Text block>
■ ■ ■ ■ ■
A new audit by the European Court of Auditors finds that while E.U. olive oil rules are robust, uneven enforcement continues to undermine quality and traceability.
European Court of Auditors
By Paolo DeAndreis
Jan. 20, 2026 01:26 UTC
Summary Summary

The European Court of Auditors found that while E.U. reg­u­la­tions on olive oil qual­ity and safety are ade­quate, enforce­ment by Member States is uneven, lead­ing to gaps in con­trols for con­t­a­m­i­nants and pes­ti­cide residues. The audit revealed weak­nesses in trace­abil­ity checks and lab­o­ra­tory analy­ses, with most non-com­pli­ance cases attrib­uted to degra­da­tion rather than inten­tional fraud, prompt­ing rec­om­men­da­tions for improved Commission over­sight, clar­ity on blend­ing and labelling rules, and enhanced guid­ance on con­t­a­m­i­nant checks and trace­abil­ity reg­is­ters.
■ ■ ■ ■ ■
Dataset content>
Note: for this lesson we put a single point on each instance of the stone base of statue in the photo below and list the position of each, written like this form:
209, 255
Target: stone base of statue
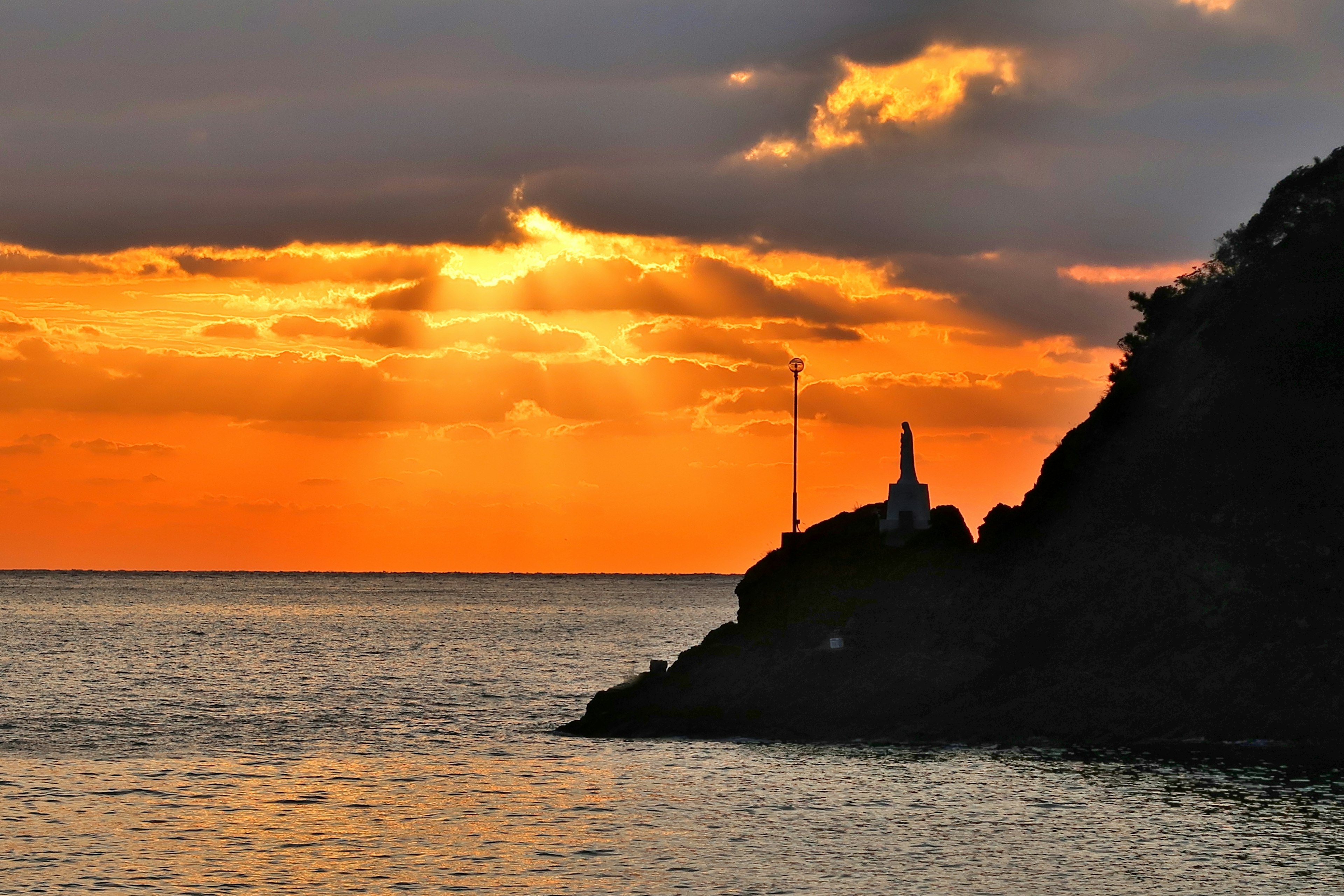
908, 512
■ ■ ■ ■ ■
Set of tasks>
1. Rewrite the olive oil audit text starting at "A new audit" and ending at "quality and traceability.", swapping "robust" for "sound".
2. According to the olive oil audit text, what were most non-compliance cases attributed to?

Per-task answers>
1.
A new audit by the European Court of Auditors finds that while E.U. olive oil rules are sound, uneven enforcement continues to undermine quality and traceability.

2. Degradation rather than intentional fraud.